[任务] 请将下方列表从头至尾逐行照录，不作任何改动，图片不必录入。

(命名对象定位条目)
━━━━━━━━━━━━━━━━━━━━━━━━━━━━━━
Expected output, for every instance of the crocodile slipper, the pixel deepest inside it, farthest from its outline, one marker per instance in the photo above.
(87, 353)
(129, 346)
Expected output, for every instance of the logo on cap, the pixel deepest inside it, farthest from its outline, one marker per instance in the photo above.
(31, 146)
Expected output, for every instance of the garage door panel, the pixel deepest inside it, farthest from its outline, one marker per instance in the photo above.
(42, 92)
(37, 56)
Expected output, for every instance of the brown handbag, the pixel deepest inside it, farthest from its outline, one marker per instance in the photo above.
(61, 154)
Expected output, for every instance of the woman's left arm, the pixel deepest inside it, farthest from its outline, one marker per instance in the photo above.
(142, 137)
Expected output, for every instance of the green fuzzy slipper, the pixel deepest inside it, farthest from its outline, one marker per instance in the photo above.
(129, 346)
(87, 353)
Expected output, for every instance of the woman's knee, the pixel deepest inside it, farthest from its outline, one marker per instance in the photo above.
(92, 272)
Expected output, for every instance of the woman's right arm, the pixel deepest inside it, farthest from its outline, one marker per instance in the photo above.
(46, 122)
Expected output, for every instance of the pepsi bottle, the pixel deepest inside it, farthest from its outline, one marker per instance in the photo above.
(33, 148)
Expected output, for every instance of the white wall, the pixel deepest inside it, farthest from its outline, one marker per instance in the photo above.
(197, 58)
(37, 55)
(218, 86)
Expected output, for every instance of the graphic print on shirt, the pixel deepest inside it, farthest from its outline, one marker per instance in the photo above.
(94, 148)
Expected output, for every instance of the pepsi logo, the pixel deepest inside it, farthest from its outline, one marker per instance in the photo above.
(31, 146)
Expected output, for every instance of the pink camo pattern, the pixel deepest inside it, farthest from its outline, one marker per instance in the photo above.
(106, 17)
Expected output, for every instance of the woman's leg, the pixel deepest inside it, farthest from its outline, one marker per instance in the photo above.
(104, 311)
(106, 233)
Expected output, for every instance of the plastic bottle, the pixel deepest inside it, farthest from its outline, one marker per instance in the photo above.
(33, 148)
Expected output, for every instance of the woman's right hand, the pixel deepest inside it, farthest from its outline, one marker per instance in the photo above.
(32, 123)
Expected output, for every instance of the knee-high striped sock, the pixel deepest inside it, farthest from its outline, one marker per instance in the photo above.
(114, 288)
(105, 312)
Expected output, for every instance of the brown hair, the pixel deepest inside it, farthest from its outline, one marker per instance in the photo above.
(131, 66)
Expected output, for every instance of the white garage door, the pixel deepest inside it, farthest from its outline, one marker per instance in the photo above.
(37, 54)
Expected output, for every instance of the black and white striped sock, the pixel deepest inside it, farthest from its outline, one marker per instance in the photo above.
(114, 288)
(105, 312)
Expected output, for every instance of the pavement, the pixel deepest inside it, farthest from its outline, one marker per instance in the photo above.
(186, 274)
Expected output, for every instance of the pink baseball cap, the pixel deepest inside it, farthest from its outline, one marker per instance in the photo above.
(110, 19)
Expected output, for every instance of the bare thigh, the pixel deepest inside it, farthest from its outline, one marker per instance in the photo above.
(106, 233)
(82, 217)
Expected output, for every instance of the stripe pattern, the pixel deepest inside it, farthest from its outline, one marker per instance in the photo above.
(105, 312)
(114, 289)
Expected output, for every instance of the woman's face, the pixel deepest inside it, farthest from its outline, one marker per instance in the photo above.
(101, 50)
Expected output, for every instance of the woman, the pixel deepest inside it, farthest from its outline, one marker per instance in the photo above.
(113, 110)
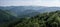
━━━━━━━━━━━━━━━━━━━━━━━━━━━━━━
[作答]
Expected output, for every instance of the crocodile slipper, the pixel deepest inside it, farthest from its outline, one marker per instance in the photo above.
(87, 353)
(129, 346)
Expected output, for every instance of the logo on cap, the pixel deepest inside it, farthest from its outline, one marker per instance in the photo above.
(31, 146)
Expected output, for every instance of the garage door panel, the pixel deepest inside it, farthest from its outline, one marker per instance in the photo above.
(42, 92)
(37, 56)
Expected output, for every instance of the brown handbag, the pixel deepest inside it, farthest from its outline, one marker per instance in the photo above.
(61, 154)
Expected output, for every instance of the woman's left arm, the pixel deepest inside it, farthest from its outline, one marker per instance in the photo above.
(142, 137)
Expected output, for every instance of the green fuzzy slipper, the pixel deepest inside it, farthest from its outline, one marker per instance in the photo above.
(129, 346)
(87, 353)
Expected output, for every instance of the woman's knee, the pixel deepest inside it, farthest from its outline, one marker per instance in the photo above.
(92, 272)
Expected output, for every instance of the woman's right arm, the pixel deepest inside it, farthest from its outline, one marker per instance in the photo above.
(46, 122)
Expected output, for every instance of the pepsi bottle, the pixel deepest inside it, farthest from its outline, one marker per instance in the photo above.
(33, 148)
Expected output, for every instance of the white wall, the pixel deepest inside it, farthest from its outline, one marker per instance in the photo above.
(197, 58)
(37, 55)
(218, 86)
Expected output, for every instance of the graphic print on shirt, the pixel deepest inside it, farthest from its outline, one marker per instance in the photo above.
(94, 148)
Expected output, for every instance of the pepsi logo, the pixel deepest inside it, farthest from its outline, one marker per instance in the photo above.
(31, 146)
Expected output, for every instance of the pink camo pattern, the pixel deepest inside it, farthest from its outline, one marker per instance in the photo above.
(106, 17)
Expected output, for every instance of the woman's leg, the pixel deepest inside it, farthest from its outline, one marker per instance in the photo above.
(104, 311)
(106, 233)
Expected output, for every instance of the plastic bottle, the pixel deepest inside it, farthest from its outline, one marker per instance in the photo above.
(33, 148)
Expected output, for every instance of the woman's right hand, the pixel deepest inside it, farthest from its outline, one marker per instance in the photo above.
(32, 123)
Expected output, for every instance of the knee-high striped sock, the pixel deepest inside it, farthest from its outline, one marker per instance in the photo above.
(114, 288)
(105, 312)
Expected output, for every instance of the brown hair, the pixel deepest inside it, farthest from its outline, one marker per instance in the photo above.
(131, 66)
Expected output, for every instance of the white garage door, the pixel deepest inside it, farthest from its outline, one marker per instance in the photo above.
(37, 54)
Expected output, for every instance of the black and white striped sock, the pixel deepest inside it, farthest from its outline, one marker per instance in the photo above.
(114, 288)
(105, 312)
Expected output, for every instance of the pavement, the pixel deepest inside it, farthest from its outline, one marker per instance in the photo above.
(186, 274)
Expected output, for every instance of the pink baseball cap, the pixel deepest inside it, farthest from its outline, one marker per instance in the photo above.
(110, 19)
Expected output, for every instance of the bare thigh, the pixel deepest inside it, farthest from its outline, one marker per instance in the photo above.
(106, 233)
(82, 217)
Expected output, for every instance of the stripe pattern, the pixel deepest inside it, farthest from its outline, one marker per instance in the photo above.
(105, 312)
(114, 289)
Expected output, for every instance of the woman's face, the pixel deepest inside it, farthest from its outline, one marker per instance in the photo above.
(101, 50)
Expected output, for every instance of the woman, the pixel deepest inside it, farthest from its outline, one marker per instance in the photo above.
(113, 110)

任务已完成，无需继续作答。